*TRECHO FORNECIDO*
'''

Segundo pesquisa realizada em 2019 pela FGV SP, no Brasil há, em uso, cerca de 230 milhões de celulares. Considerando que em 2019 a população brasileira era de aproximadamente 211 milhões de acordo com o IBGE, existem mais smartphones em uso do que brasileiros. É possível, então, concluir que esses dispositivos são acessíveis e estão disseminados no país. Porém, diferente dos países desenvolvidos, a população do Brasil possui baixa escolaridade. Mais da metade da população com 25 anos ou mais, segundo dados de 2019 do IBGE, não concluíram a educação básica obrigatória, isto é, o ensino médio. Esse resultado é um dos fatores que explicam os baixos hábitos de leitura da população atual: apenas metade da população possui o hábito de leitura, sendo que a faixa de idade que possui mais leitores é a de pré-adolescentes. Dessa forma, a população brasileira, que não possui o hábito de se informar, está mais suscetível a acreditar nas informações que são lhe passadas por parentes e amigos, mesmo que estas não sejam verdadeiras.

Colaborando com isso, na internet não importa se o conteúdo é verdadeiro ou não, o que importa é quão popular ele é. Qualquer um pode criar um site de conteúdo, publicá-lo na internet e obter uma renda por meio de anúncios em suas páginas. Neste modelo de negócio, quanto maior for o alcance de uma notícia, mais “clicks” uma página recebe e maior é a receita. E, como as pessoas estão mais propícias a acreditar em notícias que justificam a sua opinião — viés de confirmação — elas questionam menos uma informação falsa que incentiva a sua crença, mais facilmente caindo na desinformação. Ora, é mais cômodo acreditar numa mentira do que admitir o erro. Seja por pertencer a um grupo social que pensa de maneira igual, seja por acreditar em algo por bastante tempo, seja pela frustração que o erro traz, seja pela perda financeira que a decisão pode causar, é melhor acreditar na própria crença.

Diferente da opinião de uma pessoa, a ciência possui um método para explicar o mundo. Diversos cientistas tentam refutar teorias de outros da área, mas apenas aquelas que resistem permanecem na ciência. Foi assim, por exemplo, com a teoria da relatividade de Albert Einstein. Inicialmente, o físico alemão propôs sua teoria que refuta a mecânica newtoniana com a seguinte afirmação: a gravidade não é só uma propriedade da massa dos corpos, ela causa uma distorção do espaço-tempo. Mas, em tempos de primeira guerra mundial, muitos cientistas das principais academias discordaram das ideias dele: como que esse alemão poderia ir contra os princípios estabelecidos por Newton séculos atrás? A academia britânica, a “Royal Astronomical Society”, não poderia aceitar.

'''

*O QUE SE PEDE*
De acordo com o trecho sobre desinformação, quantos celulares há em uso no Brasil segundo a pesquisa de 2019 da FGV SP? Os registros formam um material independente do trecho.

Entradas retiradas de uma coleção:
'''

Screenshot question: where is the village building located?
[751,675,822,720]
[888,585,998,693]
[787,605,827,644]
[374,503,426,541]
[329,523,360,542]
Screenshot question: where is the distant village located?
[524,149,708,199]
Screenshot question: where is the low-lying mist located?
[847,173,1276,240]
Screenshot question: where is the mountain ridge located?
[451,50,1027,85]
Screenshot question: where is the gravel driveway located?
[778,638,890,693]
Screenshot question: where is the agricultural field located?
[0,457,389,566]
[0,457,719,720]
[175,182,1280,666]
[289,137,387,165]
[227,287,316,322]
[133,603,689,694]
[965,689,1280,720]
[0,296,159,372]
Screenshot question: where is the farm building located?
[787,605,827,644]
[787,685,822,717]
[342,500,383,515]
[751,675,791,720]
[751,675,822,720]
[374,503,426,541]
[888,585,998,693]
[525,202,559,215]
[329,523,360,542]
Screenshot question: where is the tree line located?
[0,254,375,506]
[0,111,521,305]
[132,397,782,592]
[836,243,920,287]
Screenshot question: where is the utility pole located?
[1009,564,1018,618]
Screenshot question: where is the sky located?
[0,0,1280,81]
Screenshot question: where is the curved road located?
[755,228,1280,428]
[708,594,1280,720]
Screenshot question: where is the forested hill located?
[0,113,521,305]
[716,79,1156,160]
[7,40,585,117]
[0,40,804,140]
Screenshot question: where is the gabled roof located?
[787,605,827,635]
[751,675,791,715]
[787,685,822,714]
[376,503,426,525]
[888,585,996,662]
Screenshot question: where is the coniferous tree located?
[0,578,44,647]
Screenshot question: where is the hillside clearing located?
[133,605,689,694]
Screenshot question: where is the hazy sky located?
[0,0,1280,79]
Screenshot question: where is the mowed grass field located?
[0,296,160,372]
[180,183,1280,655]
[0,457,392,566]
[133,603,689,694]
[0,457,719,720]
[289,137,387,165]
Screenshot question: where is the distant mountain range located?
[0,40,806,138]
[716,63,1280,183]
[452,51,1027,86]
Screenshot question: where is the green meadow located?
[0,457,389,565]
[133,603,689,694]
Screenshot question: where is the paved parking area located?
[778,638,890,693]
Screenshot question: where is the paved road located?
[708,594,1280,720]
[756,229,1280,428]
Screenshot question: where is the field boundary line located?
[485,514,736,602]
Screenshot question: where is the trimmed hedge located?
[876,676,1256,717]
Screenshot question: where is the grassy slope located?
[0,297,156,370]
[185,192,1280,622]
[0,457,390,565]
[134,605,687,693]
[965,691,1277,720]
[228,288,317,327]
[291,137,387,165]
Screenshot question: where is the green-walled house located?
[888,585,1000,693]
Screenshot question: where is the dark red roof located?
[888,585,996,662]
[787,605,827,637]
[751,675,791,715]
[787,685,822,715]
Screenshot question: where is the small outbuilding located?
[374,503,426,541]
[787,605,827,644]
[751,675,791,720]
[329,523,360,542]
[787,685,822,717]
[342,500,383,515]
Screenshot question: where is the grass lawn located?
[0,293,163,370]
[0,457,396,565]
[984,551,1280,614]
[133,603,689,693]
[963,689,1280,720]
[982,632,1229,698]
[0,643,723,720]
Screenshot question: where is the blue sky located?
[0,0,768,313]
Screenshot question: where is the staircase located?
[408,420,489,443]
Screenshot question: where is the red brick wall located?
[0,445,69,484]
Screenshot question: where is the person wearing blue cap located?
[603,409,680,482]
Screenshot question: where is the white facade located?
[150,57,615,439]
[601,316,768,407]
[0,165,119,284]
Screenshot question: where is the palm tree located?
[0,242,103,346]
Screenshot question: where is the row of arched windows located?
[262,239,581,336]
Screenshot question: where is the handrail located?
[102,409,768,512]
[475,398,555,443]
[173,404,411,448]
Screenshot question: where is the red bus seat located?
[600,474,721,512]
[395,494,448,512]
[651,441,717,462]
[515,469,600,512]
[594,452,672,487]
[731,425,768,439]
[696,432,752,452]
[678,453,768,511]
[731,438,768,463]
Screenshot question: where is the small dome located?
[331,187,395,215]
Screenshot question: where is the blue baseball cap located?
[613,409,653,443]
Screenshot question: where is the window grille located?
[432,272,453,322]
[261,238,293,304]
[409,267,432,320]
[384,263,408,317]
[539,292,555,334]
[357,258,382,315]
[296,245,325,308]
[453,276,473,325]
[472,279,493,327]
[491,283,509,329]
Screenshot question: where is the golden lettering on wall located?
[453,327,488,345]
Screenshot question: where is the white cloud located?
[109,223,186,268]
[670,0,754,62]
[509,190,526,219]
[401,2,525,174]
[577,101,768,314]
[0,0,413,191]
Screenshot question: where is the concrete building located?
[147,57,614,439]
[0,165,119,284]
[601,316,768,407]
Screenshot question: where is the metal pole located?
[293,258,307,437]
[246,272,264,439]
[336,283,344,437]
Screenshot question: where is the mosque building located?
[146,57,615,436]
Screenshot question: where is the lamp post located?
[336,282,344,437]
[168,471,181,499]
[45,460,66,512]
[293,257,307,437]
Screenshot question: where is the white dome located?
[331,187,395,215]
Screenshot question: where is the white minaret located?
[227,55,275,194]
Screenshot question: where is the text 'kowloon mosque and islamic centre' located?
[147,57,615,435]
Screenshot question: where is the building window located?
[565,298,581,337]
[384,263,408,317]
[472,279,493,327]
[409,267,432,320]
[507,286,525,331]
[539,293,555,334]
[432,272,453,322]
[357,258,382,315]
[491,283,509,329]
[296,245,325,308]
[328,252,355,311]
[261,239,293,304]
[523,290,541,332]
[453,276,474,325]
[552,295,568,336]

'''

*EXERCÍCIO RESOLVIDO*
Cerca de 230 milhões.